* [VORLIEGENDER TEXT]

========================================================================

Das Schulministerium Nordrhein-Westfalen hat im Dezember 2024 die Ergebnisse der flächendeckenden Unterrichtsstatistik für das Schuljahr 2023/2024 veröffentlicht. Der Bericht offenbart eine angespannte Situation: Insgesamt fielen 4,8% des geplanten Unterrichts landesweit ersatzlos aus. Diese Zahlen werfen Fragen zur Stabilität und Resilienz des Bildungssystems auf, besonders in einem Bundesland mit über 4.400 öffentlichen Schulen.
Neben den ersatzlosen Ausfällen mussten die Schulen in weiteren 6,2% der Fälle auf Maßnahmen ohne Lehrkraft zurückgreifen, darunter eigenverantwortliches Arbeiten (EVA). Lediglich 77,5% der Stunden wurden wie geplant gehalten, während 10,1% durch Vertretungsunterricht abgedeckt wurden. Die Ergebnisse zeigen, dass viele Schulen im Krisenmodus operieren.
Ein zentrales Problem sind krankheitsbedingte Ausfälle von Lehrkräften, die mit Abstand den größten Anteil an Unterrichtsausfällen verursachen. Besonders in den Herbst- und Wintermonaten steigen die Fehlzeiten drastisch, wie die erhöhte Inzidenz akuter Atemwegserkrankungen (ARE) zeigt. Laut Bericht fielen rund 2,2% der geplanten Unterrichtsstunden allein aufgrund von Erkrankungen aus, obwohl 75% dieser Ausfälle durch Vertretungsunterricht aufgefangen wurden.

========================================================================

* [BEREITGESTELLTE DATEN]
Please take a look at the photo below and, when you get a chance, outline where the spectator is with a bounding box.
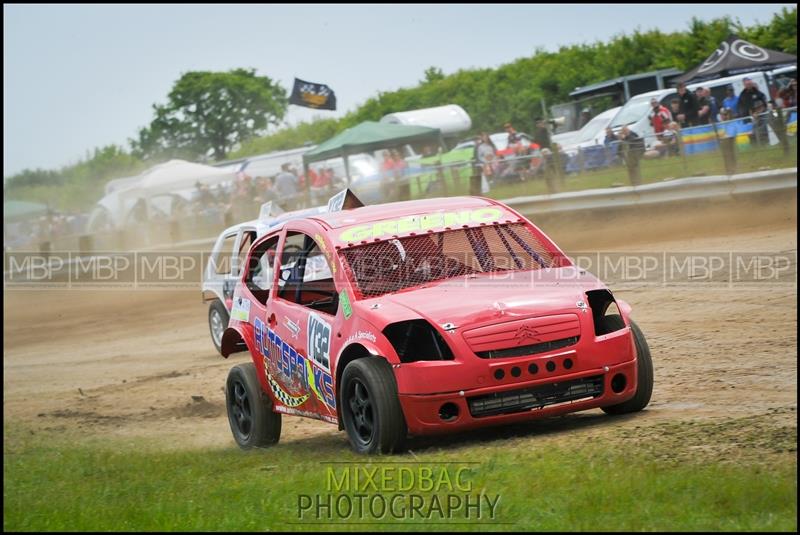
[695,87,716,124]
[392,149,408,179]
[649,98,672,139]
[533,117,553,150]
[669,98,688,128]
[619,126,645,158]
[678,82,697,126]
[475,132,497,193]
[778,80,797,108]
[603,126,619,147]
[381,150,394,179]
[503,123,519,148]
[736,78,767,117]
[655,121,680,156]
[722,85,739,121]
[578,108,592,130]
[750,98,769,146]
[719,108,739,138]
[275,163,299,199]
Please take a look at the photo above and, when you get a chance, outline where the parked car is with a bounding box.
[216,192,653,454]
[201,202,325,352]
[609,67,797,149]
[554,106,622,155]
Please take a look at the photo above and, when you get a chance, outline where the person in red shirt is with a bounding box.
[650,98,672,139]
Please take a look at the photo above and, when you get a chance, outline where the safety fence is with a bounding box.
[7,108,797,252]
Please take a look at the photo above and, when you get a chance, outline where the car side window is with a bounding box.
[278,232,339,315]
[236,230,256,273]
[244,236,278,305]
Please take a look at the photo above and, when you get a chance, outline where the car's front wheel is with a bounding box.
[225,362,281,449]
[340,357,407,454]
[602,321,653,414]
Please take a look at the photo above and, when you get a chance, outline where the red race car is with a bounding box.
[221,192,653,453]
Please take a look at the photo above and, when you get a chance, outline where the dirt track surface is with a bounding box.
[3,207,797,451]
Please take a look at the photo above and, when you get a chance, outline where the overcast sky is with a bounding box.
[3,4,794,176]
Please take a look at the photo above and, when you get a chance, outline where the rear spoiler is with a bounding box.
[258,188,364,224]
[328,188,364,212]
[258,201,284,219]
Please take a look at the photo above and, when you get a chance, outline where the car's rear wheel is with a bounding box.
[340,357,407,454]
[225,362,281,449]
[208,299,230,354]
[603,321,653,414]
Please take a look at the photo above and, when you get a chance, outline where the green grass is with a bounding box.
[3,426,797,531]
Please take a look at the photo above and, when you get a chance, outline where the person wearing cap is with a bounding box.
[678,82,697,126]
[503,123,519,148]
[695,87,717,124]
[778,80,797,108]
[649,98,672,139]
[737,78,767,117]
[722,85,739,120]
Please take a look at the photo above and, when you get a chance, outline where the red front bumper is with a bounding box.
[400,358,638,435]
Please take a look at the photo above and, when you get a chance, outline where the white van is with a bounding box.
[551,106,622,154]
[609,67,797,148]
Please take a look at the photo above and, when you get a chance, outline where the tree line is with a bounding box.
[4,6,797,209]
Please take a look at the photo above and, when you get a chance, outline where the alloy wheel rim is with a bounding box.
[230,381,253,438]
[347,379,375,445]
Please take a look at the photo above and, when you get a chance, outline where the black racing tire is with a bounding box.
[339,357,408,455]
[225,362,281,450]
[208,299,231,355]
[602,321,653,414]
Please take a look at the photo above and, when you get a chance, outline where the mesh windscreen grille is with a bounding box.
[341,223,553,297]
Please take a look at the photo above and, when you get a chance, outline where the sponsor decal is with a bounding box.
[339,290,353,320]
[345,331,377,345]
[253,317,336,409]
[308,312,332,371]
[283,316,300,338]
[339,208,503,242]
[231,295,250,321]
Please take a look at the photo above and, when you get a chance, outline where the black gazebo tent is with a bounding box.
[673,35,797,84]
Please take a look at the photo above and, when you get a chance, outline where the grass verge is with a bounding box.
[3,425,797,531]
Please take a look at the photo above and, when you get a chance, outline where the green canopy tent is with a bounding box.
[303,121,443,195]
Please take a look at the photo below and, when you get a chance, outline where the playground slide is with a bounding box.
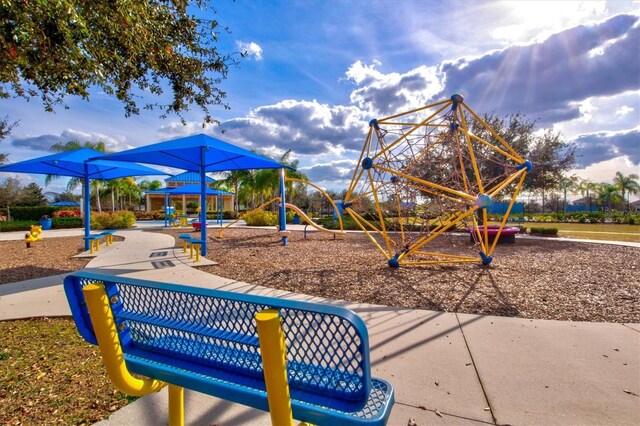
[285,203,345,237]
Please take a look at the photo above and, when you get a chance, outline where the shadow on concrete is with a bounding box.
[0,266,69,296]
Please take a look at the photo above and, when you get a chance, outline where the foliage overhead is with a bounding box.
[0,0,233,124]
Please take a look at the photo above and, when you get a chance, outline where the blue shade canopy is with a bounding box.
[164,172,216,183]
[49,201,80,207]
[0,148,167,180]
[0,148,167,250]
[146,183,234,195]
[97,133,292,256]
[99,134,291,173]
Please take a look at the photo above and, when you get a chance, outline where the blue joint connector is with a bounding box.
[516,160,533,173]
[362,157,373,170]
[480,252,493,266]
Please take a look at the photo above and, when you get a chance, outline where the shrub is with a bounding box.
[222,210,238,220]
[0,220,37,232]
[91,210,136,229]
[243,209,278,226]
[52,217,82,229]
[3,206,60,221]
[133,210,164,220]
[530,227,558,235]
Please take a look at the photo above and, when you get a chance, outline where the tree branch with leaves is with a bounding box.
[0,0,241,125]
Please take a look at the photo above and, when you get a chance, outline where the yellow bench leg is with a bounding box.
[82,283,166,396]
[191,243,200,262]
[169,383,184,426]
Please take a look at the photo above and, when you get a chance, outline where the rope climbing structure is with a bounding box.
[344,94,533,267]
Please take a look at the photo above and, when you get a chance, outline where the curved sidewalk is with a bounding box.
[0,230,640,426]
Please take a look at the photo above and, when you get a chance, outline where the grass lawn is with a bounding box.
[0,318,136,425]
[492,222,640,243]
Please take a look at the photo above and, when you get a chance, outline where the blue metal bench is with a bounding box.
[64,272,394,425]
[178,234,191,253]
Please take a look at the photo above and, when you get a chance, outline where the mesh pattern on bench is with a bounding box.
[82,280,370,402]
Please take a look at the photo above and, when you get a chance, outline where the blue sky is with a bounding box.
[0,0,640,196]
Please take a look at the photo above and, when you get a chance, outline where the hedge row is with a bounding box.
[0,206,64,221]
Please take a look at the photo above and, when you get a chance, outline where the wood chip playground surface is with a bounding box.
[0,228,640,323]
[156,228,640,323]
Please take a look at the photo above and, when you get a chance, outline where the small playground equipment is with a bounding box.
[218,177,345,245]
[344,94,533,267]
[24,225,42,248]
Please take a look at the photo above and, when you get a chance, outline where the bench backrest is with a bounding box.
[64,272,371,402]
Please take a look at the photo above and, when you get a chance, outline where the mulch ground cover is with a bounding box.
[156,228,640,323]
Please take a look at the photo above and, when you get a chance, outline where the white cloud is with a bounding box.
[346,61,443,118]
[491,0,607,45]
[221,99,367,155]
[570,156,638,183]
[11,129,132,153]
[236,41,262,61]
[615,105,634,117]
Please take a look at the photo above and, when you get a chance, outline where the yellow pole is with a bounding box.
[169,383,184,426]
[82,283,166,396]
[256,309,293,426]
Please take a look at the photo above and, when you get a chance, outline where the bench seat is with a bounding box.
[100,229,117,246]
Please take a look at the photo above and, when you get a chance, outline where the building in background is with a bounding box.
[145,172,234,214]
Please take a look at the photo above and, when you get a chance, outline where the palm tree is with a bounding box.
[44,140,107,212]
[577,179,598,211]
[613,172,640,210]
[214,170,250,213]
[558,175,578,213]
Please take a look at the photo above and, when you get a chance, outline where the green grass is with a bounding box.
[492,222,640,243]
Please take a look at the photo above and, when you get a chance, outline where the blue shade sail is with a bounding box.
[96,133,293,256]
[0,148,167,250]
[0,148,167,180]
[99,134,291,173]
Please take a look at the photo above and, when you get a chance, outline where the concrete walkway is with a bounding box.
[0,230,640,426]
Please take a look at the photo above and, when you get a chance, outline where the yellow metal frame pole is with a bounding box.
[82,284,166,396]
[255,309,293,426]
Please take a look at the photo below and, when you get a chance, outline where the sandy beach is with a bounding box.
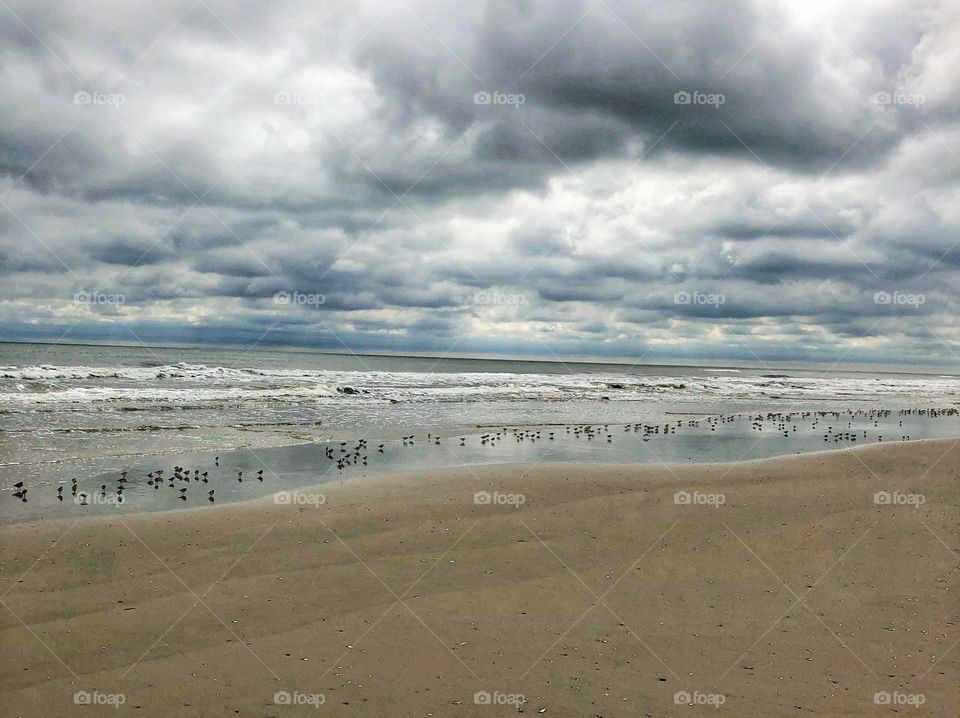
[0,441,960,716]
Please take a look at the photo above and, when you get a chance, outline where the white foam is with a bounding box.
[0,363,960,411]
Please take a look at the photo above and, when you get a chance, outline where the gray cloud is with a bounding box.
[0,0,960,363]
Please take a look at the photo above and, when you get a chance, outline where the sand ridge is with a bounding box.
[0,441,960,716]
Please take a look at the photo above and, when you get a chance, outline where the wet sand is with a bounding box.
[0,441,960,716]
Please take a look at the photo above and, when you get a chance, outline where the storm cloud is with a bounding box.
[0,0,960,365]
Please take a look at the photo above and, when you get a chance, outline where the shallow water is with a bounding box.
[0,344,960,478]
[0,409,960,523]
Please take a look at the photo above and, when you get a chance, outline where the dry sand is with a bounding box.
[0,441,960,718]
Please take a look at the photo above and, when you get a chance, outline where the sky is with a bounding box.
[0,0,960,365]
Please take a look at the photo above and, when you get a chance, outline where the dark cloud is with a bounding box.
[0,0,960,362]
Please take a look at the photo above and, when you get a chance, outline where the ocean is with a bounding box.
[0,343,960,521]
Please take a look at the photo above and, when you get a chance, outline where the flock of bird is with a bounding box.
[7,407,960,506]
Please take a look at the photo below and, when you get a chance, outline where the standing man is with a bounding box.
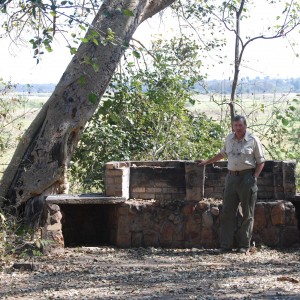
[196,115,265,253]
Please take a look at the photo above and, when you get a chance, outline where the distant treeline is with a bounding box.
[197,77,300,94]
[9,77,300,94]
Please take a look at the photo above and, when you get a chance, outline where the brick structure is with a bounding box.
[43,161,300,252]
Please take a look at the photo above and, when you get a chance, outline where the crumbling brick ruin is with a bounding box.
[42,161,300,252]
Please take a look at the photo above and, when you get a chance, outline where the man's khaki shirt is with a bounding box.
[220,131,265,171]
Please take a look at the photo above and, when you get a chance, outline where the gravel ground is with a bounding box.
[0,247,300,300]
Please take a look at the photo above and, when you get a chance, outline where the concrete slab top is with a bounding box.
[45,194,126,204]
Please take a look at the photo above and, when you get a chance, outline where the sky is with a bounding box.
[0,2,300,84]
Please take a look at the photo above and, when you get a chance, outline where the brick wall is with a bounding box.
[105,161,296,201]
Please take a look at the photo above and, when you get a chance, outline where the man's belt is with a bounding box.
[228,169,254,176]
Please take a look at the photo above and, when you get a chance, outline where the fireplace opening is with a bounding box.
[59,204,116,247]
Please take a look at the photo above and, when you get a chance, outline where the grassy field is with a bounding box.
[0,93,300,190]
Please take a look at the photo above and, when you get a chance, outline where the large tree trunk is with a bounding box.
[0,0,175,224]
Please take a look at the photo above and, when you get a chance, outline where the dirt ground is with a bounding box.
[0,247,300,300]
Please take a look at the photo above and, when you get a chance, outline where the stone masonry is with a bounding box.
[43,161,300,248]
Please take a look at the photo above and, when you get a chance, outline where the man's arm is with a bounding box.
[253,162,265,178]
[195,153,224,166]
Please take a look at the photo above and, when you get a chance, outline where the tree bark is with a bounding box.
[0,0,175,218]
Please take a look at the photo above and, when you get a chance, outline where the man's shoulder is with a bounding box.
[226,132,235,140]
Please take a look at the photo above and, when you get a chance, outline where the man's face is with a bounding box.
[232,120,247,136]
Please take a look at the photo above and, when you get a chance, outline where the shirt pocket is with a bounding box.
[241,146,254,163]
[226,144,233,156]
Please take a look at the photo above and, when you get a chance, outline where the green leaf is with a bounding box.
[78,75,86,87]
[92,63,99,72]
[88,93,98,104]
[132,50,141,58]
[123,9,134,17]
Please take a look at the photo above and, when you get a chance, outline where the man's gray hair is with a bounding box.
[232,115,247,126]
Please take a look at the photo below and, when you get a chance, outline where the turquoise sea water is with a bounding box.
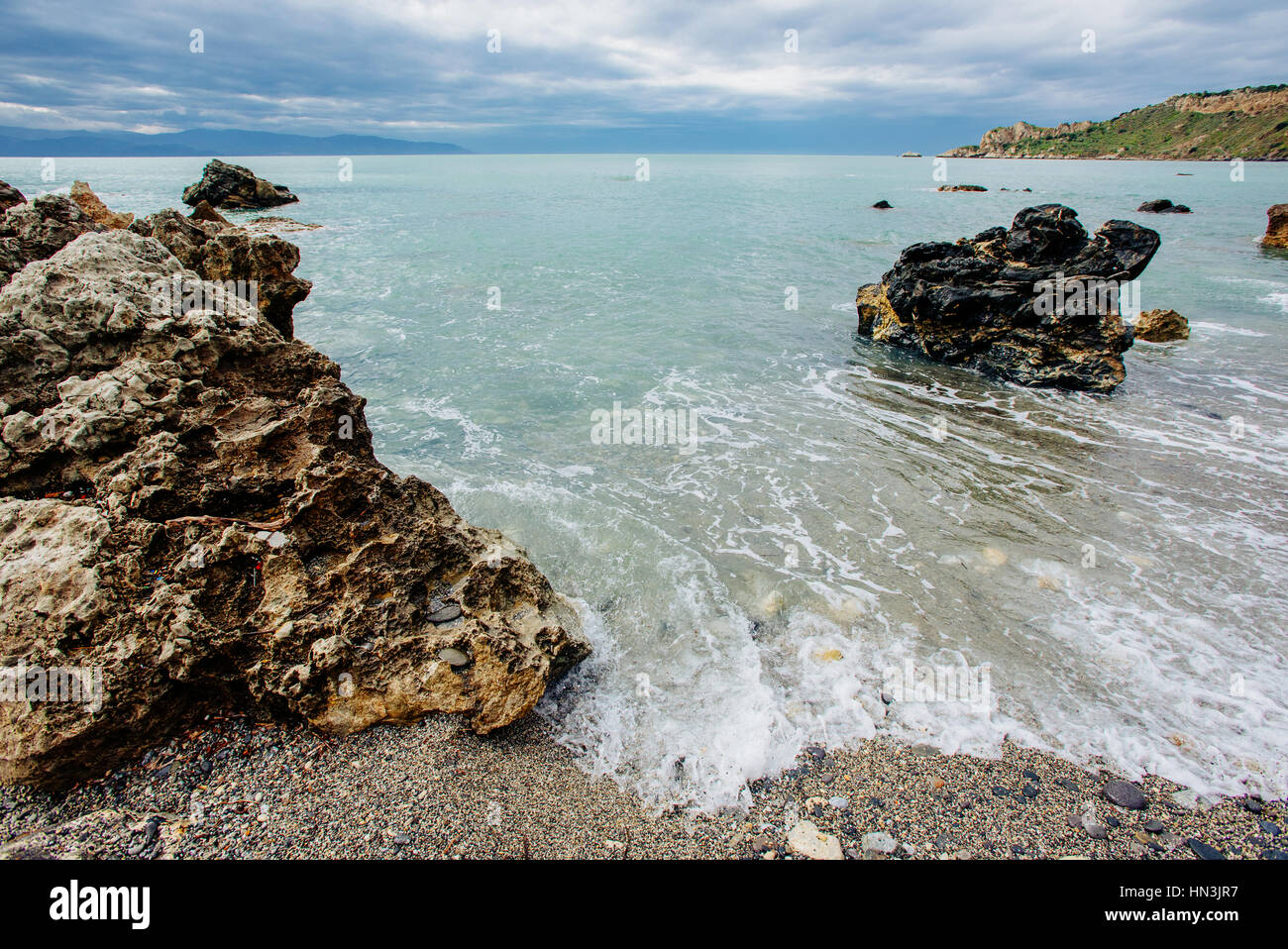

========================================================================

* [ZU ERLEDIGENDE AUFGABEN]
a: Übersetze bitte den Satz „Die Ergebnisse zeigen, dass viele Schulen im Krisenmodus operieren.“ aus dem Text zum Unterrichtsausfall ins Englische.
b: Welcher Anteil des geplanten Unterrichts fiel laut dem Text zum Unterrichtsausfall im Schuljahr 2023/2024 landesweit ersatzlos aus?
c: Schreibe den Text zum Unterrichtsausfall nach seinem letzten Satz weiter.
Die Datensätze haben mit dem Text nichts zu tun.

* [ANTWORTEN JE AUFGABE]
a: The results show that many schools are operating in crisis mode.

b: Landesweit fielen 4,8% des geplanten Unterrichts ersatzlos aus.

c:
Der zusätzliche Druck durch hohe Krankheitswellen bringt viele Schulen an ihre Grenzen, da es oft an ausreichendem Vertretungspersonal fehlt. In der gymnasialen Oberstufe greifen die Schulen vermehrt auf EVA zurück, was zwar organisatorisch praktikabel ist, jedoch in der Öffentlichkeit häufig als Unterrichtsausfall wahrgenommen wird.
Nicht alle Unterrichtsausfälle sind auf akute Probleme zurückzuführen. Ein erheblicher Teil geht auf systembedingte Gründe wie pädagogische Tage, Elternsprechtage oder regionale Bräuche wie Karneval zurück. Diese führen regelmäßig zu Kürzungen im Stundenplan. Der Bericht zeigt, dass fast 13% aller Planabweichungen auf solche systeminternen Gründe entfallen. Diese Termine sind zwar notwendig, da sie der schulischen Weiterentwicklung und der Kommunikation dienen, doch sie reduzieren die verfügbare Unterrichtszeit spürbar.
Besonders kritisch ist der Anteil des Unterrichts in besonderer Form, der 6,2% des Stundenplanvolumens ausmacht. Dazu zählen Projektunterricht, Klassenfahrten, Betriebspraktika und Schulfeste. Während diese Veranstaltungen eine wertvolle Ergänzung darstellen, ersetzen sie in diesen Fällen den regulären Unterricht.
Die Art der Vertretung hat einen direkten Einfluss auf die Wahrnehmung und Qualität des Unterrichts. Laut Bericht wurden Vertretungsstunden häufig im vorgesehenen Fach gehalten, insbesondere in der Sekundarstufe I, während die gymnasiale Oberstufe mit einem hohen Anteil an EVA auffällt. Maßnahmen wie die Zusammenlegung von Lerngruppen und die Betreuung anderer Klassen sind ebenfalls gängige Instrumente, stoßen jedoch auf Kritik, da sie häufig als weniger lernwirksam empfunden werden.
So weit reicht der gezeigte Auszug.